§ **LISTING DANYCH**
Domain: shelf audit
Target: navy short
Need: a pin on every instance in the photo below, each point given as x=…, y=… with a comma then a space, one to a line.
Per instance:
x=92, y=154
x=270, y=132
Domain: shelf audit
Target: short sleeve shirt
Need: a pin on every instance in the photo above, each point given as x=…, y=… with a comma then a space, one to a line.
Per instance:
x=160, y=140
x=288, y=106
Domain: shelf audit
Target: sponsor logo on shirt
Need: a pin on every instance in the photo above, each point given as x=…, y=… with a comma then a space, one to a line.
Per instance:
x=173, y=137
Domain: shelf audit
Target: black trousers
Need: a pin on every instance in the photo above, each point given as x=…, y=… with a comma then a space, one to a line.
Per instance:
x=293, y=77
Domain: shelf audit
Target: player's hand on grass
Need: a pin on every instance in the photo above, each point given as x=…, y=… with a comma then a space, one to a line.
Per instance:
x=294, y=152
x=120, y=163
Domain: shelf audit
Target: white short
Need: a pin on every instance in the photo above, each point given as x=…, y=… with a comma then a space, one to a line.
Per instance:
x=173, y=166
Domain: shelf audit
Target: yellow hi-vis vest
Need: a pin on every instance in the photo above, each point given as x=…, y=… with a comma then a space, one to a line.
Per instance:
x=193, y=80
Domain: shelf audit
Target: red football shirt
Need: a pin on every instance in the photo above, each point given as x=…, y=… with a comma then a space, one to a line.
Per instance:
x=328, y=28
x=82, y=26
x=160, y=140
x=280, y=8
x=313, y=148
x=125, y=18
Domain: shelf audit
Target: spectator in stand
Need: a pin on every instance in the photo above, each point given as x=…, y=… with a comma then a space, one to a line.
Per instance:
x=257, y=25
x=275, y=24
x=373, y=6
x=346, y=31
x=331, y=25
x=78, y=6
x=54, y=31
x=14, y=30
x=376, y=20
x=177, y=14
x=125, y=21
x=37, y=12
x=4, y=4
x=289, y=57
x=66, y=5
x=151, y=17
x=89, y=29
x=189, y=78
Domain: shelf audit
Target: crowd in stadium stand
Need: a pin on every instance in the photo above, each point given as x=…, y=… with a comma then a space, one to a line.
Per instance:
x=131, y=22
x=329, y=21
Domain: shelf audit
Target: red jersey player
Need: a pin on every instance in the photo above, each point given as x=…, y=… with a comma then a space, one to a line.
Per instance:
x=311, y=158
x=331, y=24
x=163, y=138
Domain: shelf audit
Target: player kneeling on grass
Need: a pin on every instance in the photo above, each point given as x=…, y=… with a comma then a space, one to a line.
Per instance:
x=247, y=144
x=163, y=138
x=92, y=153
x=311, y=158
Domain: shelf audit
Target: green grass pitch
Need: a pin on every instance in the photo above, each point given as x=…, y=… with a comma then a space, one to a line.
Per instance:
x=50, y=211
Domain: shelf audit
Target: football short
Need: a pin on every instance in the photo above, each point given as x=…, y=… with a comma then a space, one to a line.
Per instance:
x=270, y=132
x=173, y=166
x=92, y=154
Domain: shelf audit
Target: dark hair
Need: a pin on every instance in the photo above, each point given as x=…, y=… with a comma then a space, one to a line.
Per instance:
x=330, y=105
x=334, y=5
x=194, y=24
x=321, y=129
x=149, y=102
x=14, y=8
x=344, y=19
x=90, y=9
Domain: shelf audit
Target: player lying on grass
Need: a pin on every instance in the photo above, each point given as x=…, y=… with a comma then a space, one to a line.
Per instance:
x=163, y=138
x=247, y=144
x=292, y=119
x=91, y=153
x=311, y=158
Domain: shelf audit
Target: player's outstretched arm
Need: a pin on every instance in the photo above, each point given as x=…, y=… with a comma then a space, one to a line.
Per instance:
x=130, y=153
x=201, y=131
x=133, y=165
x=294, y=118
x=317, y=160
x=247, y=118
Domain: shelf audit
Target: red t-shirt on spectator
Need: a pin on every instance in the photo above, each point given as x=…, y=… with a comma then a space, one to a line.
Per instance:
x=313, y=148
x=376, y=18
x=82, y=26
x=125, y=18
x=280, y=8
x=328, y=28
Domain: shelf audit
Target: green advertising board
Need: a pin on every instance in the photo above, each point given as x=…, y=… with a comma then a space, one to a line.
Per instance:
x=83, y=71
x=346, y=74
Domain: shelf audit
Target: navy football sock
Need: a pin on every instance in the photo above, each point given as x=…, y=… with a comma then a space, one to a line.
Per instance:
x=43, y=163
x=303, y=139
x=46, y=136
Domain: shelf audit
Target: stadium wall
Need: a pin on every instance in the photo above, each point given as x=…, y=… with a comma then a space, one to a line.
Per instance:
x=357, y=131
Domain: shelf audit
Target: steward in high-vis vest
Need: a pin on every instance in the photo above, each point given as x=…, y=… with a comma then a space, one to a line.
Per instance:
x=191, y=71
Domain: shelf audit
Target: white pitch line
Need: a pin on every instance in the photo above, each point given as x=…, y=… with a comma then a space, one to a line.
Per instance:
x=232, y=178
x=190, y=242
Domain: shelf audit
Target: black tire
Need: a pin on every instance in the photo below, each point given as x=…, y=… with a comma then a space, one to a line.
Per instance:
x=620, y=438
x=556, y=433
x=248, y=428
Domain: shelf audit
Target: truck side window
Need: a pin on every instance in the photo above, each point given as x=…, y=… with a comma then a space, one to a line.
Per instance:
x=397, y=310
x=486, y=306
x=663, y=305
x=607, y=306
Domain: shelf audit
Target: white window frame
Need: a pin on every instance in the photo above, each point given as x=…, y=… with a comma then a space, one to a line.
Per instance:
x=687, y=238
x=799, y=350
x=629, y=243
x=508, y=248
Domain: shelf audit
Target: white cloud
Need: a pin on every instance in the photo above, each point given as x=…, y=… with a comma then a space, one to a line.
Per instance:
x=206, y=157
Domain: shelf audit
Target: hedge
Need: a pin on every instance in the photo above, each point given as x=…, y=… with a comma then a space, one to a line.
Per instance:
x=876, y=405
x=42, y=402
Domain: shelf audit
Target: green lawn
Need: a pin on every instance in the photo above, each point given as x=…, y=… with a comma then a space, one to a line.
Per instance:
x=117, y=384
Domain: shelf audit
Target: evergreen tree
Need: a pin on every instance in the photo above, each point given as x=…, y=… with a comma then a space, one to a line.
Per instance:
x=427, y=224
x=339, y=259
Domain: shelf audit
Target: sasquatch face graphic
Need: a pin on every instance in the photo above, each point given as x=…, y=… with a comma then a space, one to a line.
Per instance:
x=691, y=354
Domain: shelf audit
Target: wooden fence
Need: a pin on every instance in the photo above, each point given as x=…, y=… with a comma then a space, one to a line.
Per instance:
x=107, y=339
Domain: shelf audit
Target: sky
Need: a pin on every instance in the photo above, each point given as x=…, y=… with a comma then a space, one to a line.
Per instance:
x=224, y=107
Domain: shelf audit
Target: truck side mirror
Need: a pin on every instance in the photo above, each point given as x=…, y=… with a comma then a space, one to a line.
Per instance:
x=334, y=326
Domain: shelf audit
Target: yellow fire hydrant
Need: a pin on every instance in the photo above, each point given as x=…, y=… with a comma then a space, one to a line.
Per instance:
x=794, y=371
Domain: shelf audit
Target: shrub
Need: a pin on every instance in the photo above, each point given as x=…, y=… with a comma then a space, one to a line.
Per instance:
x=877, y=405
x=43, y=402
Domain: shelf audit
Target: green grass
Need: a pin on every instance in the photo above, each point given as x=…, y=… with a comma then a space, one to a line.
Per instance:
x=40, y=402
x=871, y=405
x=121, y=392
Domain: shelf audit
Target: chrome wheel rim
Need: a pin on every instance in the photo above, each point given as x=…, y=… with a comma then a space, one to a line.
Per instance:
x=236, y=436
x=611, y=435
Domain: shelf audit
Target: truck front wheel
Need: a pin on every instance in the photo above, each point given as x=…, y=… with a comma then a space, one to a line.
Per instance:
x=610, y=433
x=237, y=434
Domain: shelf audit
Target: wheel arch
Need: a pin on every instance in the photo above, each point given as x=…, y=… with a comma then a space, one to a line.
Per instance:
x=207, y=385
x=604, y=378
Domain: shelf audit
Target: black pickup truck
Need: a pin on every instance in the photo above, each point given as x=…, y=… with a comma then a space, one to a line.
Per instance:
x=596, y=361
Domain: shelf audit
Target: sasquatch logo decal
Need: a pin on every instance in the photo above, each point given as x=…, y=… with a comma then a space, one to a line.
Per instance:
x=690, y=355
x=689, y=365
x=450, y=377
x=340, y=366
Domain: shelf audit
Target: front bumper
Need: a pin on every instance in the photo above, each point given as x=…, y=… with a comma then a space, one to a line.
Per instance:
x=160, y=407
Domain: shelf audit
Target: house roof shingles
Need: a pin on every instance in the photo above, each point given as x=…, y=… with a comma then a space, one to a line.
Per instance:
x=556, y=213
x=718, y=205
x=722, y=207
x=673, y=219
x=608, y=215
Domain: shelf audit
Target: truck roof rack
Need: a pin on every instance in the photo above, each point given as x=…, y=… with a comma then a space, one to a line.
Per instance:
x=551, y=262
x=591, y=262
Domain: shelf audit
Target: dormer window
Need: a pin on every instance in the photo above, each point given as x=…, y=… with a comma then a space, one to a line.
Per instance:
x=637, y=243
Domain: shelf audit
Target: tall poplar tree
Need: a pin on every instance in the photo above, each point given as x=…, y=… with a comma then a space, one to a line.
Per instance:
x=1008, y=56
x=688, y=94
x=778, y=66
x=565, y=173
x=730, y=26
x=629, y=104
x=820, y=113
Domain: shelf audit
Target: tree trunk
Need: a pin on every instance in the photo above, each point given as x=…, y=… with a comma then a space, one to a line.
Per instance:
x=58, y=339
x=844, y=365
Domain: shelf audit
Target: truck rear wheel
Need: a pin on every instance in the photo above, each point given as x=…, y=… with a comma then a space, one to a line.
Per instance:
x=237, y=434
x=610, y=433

§ **CEL**
Proszę zmienić „shelf audit” na „stock check” w części listingu od jego początku do wiersza zawierającego „x=293, y=77” włącznie. Tę część należy podać ponownie, bez innych zmian.

§ **WYNIK PONIŻEJ**
Domain: stock check
Target: navy short
Need: a pin on every instance in the photo below, each point given as x=…, y=… with a comma then a space, one to a line.
Per instance:
x=92, y=154
x=270, y=132
Domain: stock check
Target: short sleeve shirt
Need: a pin on every instance in the photo above, each point given as x=…, y=… with a comma then a space, one to a line.
Per instance:
x=160, y=140
x=288, y=106
Domain: stock check
Target: sponsor logo on shirt
Need: a pin on every instance in the photo above, each point given as x=…, y=… with a comma then a space, one to a line.
Per instance:
x=173, y=137
Domain: stock check
Target: black trousers
Need: a pin on every instance in the photo above, each point given as x=…, y=… with a comma then a space, one to a line.
Per instance:
x=293, y=77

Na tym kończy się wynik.